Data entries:

-.-.-

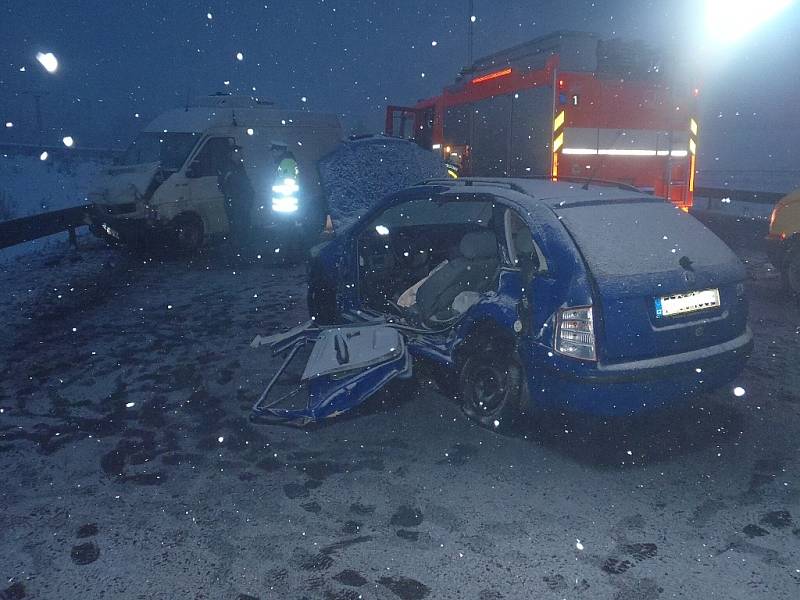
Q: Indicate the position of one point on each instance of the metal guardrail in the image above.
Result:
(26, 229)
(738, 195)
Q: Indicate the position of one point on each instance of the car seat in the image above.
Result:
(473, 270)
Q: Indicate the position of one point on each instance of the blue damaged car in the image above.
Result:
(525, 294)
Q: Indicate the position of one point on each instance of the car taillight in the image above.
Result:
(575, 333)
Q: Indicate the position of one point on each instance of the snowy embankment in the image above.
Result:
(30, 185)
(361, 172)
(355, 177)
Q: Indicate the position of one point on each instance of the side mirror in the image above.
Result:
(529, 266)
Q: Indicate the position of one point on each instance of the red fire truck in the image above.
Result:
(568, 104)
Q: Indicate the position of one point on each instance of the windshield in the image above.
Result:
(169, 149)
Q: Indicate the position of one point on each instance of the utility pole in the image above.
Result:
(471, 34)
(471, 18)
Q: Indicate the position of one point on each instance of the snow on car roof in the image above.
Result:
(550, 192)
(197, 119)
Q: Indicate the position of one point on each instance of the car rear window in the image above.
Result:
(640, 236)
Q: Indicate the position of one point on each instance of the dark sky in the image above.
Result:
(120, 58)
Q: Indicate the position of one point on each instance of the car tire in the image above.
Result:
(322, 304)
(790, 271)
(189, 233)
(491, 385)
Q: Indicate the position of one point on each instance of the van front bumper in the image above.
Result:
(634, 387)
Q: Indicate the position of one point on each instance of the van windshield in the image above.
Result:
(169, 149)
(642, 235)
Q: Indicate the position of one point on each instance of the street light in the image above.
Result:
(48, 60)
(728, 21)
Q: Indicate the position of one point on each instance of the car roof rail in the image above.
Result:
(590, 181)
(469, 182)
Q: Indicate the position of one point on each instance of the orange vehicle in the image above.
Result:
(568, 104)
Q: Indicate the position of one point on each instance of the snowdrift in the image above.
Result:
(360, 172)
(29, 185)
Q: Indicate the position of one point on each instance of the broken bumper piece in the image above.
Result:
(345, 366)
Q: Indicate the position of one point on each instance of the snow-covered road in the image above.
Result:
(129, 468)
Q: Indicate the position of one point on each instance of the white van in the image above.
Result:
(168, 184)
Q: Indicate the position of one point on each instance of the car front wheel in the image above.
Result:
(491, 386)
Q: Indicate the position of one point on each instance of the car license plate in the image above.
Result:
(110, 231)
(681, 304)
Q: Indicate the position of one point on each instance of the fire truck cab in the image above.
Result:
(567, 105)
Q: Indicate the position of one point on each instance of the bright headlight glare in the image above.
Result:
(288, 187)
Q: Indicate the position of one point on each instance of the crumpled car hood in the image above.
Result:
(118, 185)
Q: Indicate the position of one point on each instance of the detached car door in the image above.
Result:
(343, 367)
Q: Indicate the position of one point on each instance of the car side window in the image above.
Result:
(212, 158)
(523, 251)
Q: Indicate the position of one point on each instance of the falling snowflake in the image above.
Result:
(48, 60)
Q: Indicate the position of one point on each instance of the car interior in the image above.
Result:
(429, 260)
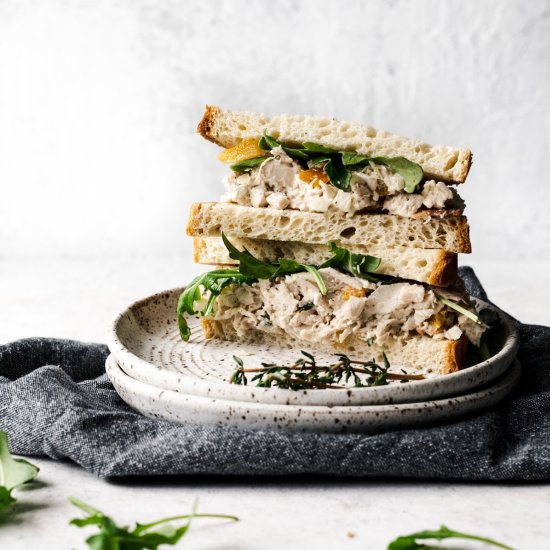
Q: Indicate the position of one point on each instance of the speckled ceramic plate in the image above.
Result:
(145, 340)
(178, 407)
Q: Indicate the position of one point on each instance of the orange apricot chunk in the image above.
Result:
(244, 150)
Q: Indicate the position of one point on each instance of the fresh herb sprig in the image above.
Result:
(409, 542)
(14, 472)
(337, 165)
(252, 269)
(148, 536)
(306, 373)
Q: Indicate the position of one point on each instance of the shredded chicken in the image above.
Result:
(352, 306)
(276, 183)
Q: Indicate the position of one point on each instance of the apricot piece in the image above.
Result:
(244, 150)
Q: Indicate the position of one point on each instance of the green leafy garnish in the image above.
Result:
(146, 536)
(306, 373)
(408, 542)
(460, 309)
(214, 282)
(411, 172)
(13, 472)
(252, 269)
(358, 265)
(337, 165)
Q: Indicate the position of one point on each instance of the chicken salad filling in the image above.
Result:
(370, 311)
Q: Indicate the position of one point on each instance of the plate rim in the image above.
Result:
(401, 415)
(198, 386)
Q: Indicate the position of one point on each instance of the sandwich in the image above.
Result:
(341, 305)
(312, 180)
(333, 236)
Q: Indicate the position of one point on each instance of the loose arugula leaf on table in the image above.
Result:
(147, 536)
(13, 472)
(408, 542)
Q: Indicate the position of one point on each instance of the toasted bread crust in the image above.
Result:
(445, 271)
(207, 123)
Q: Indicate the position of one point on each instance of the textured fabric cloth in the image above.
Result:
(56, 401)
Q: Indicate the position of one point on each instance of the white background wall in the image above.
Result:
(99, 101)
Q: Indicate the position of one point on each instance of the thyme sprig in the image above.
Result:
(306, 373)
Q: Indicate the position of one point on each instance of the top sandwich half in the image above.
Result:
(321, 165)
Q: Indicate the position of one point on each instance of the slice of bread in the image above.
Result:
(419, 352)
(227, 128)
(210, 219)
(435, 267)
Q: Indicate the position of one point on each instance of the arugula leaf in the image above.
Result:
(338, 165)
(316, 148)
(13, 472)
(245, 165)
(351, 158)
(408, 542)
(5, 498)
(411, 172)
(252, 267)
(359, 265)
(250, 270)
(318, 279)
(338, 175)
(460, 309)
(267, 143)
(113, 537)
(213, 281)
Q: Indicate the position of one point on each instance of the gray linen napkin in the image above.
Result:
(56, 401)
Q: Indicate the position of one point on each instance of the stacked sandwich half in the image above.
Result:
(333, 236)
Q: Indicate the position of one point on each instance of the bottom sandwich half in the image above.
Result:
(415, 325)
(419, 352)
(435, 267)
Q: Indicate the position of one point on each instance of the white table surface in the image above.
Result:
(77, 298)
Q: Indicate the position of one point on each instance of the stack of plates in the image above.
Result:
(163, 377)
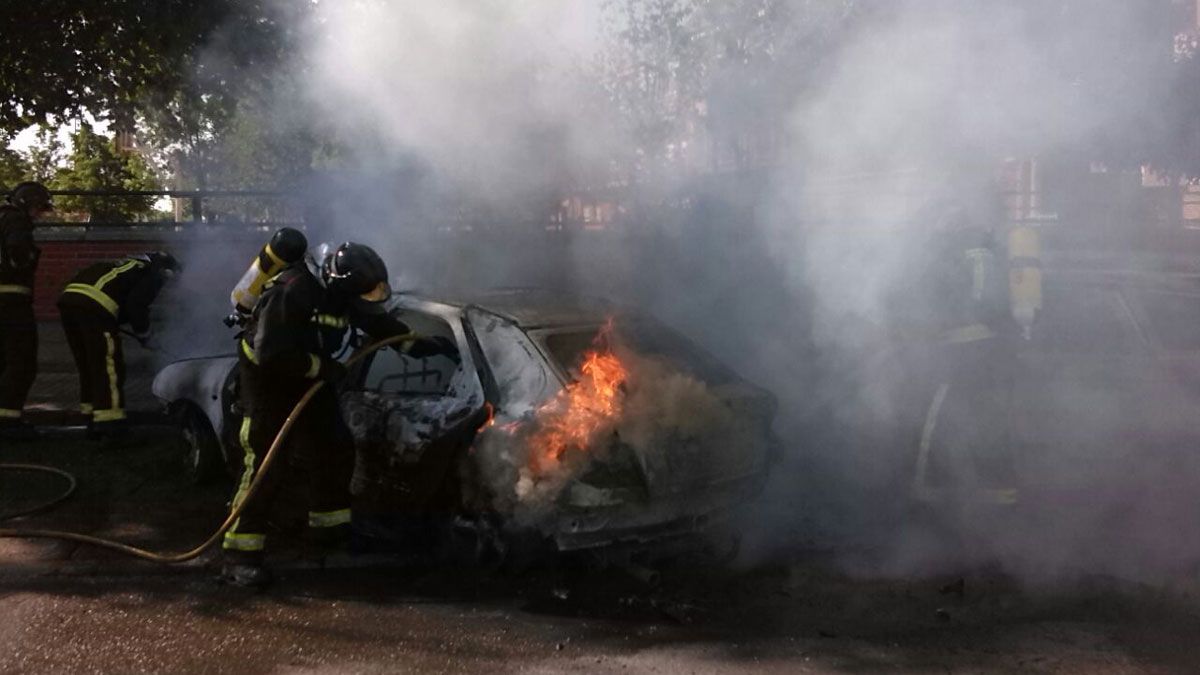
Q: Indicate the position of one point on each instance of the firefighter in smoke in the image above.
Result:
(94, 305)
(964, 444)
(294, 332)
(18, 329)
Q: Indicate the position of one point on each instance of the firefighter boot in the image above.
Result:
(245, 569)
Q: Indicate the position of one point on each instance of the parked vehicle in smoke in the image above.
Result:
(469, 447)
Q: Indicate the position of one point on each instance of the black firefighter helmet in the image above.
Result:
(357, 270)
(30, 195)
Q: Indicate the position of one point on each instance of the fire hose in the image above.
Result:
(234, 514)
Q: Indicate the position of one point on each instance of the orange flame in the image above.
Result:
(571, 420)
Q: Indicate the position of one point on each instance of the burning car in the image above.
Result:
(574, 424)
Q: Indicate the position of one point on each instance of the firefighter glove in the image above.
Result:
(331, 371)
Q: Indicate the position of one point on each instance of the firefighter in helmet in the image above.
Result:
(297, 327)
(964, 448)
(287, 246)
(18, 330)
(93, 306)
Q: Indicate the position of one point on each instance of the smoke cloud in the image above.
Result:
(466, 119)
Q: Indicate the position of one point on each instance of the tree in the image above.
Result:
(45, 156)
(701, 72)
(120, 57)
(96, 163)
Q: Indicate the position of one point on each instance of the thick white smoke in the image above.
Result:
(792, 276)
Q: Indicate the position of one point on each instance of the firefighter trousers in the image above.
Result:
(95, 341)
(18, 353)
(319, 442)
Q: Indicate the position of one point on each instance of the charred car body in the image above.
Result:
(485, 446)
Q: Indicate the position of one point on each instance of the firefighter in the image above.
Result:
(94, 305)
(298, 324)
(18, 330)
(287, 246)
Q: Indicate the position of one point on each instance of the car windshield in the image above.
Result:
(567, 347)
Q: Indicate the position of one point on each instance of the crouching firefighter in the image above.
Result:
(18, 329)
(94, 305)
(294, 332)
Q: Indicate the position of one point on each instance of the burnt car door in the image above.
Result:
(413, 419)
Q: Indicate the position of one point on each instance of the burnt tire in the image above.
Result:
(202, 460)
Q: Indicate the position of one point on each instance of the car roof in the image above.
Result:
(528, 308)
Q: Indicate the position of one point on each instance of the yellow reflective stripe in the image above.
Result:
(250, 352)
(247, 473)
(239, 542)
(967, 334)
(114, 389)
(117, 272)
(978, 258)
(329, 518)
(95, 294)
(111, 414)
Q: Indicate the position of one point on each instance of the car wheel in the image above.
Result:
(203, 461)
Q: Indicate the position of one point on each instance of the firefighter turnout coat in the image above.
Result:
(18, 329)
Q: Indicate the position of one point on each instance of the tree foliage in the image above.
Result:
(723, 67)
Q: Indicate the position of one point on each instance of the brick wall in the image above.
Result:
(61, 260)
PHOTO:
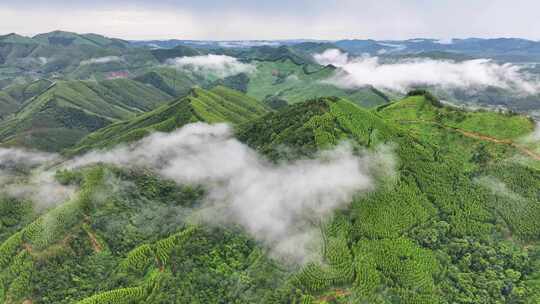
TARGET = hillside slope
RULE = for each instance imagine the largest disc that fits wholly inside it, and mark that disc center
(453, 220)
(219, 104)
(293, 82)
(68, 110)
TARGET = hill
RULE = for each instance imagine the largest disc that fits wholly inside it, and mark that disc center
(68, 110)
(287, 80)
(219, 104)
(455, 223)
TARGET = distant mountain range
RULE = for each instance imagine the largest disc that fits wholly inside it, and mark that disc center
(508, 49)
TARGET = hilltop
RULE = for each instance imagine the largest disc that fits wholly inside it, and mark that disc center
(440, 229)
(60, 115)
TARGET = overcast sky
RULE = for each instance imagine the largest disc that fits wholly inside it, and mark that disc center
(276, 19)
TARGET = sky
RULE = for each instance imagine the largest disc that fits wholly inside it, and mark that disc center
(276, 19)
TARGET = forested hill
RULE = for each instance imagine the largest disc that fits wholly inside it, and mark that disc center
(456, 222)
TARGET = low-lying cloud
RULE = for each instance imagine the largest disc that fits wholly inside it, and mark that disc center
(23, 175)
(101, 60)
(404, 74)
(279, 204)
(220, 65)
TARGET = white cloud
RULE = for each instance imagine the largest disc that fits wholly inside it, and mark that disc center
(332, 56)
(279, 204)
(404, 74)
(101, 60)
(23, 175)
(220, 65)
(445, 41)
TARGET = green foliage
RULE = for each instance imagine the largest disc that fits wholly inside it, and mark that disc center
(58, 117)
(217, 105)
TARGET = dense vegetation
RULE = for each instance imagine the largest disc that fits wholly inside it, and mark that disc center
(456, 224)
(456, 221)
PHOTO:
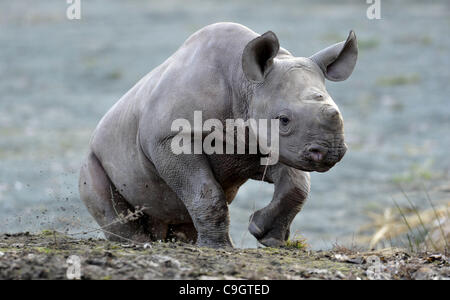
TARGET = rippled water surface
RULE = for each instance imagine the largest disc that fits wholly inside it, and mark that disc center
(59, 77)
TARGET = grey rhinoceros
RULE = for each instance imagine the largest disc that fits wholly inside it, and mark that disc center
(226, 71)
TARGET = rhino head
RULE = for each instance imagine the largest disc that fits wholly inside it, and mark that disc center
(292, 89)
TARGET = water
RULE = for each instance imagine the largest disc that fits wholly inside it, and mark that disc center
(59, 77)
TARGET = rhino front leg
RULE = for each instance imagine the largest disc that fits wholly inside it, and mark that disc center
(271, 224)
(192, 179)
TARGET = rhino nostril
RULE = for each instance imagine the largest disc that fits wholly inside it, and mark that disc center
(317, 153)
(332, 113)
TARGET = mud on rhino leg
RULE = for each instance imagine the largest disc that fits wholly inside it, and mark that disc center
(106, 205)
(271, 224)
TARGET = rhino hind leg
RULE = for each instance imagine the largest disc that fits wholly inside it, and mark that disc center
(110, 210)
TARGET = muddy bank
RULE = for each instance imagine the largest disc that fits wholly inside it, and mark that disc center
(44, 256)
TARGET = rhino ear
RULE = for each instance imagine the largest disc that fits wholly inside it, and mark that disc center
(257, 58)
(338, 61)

-.-.-

§ **What the task asks**:
Search the entries for "apricot" and copy each matching line.

§ **Solution to this problem**:
Q: Indicate the position of one point on each instance of the orange apricot chunk in the image above.
Q: Indicate the position of one point on each instance of the apricot piece in the image above.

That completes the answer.